** Start Provided records **
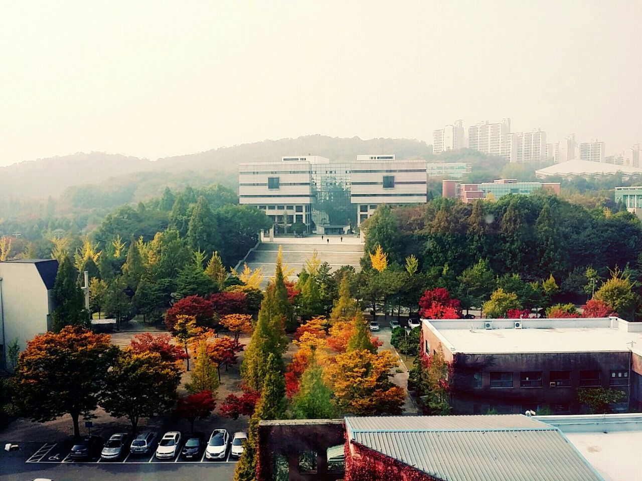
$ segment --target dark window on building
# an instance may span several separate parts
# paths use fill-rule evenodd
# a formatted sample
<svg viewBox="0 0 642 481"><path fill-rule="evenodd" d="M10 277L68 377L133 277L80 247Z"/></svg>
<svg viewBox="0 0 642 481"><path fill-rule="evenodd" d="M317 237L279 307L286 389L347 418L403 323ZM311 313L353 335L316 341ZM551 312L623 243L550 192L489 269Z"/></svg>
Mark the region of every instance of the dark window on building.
** End Provided records **
Problem details ::
Change "separate" to "disjoint" in the stretch from the start of the rows through the line containing "277L68 377L133 277L80", and leave everything else unchanged. Omit the pictures from your answer.

Expected output ::
$ segment --target dark window on building
# an instance may span several disjoint parts
# paths use fill-rule evenodd
# a formatted sample
<svg viewBox="0 0 642 481"><path fill-rule="evenodd" d="M10 277L68 377L133 277L80 247Z"/></svg>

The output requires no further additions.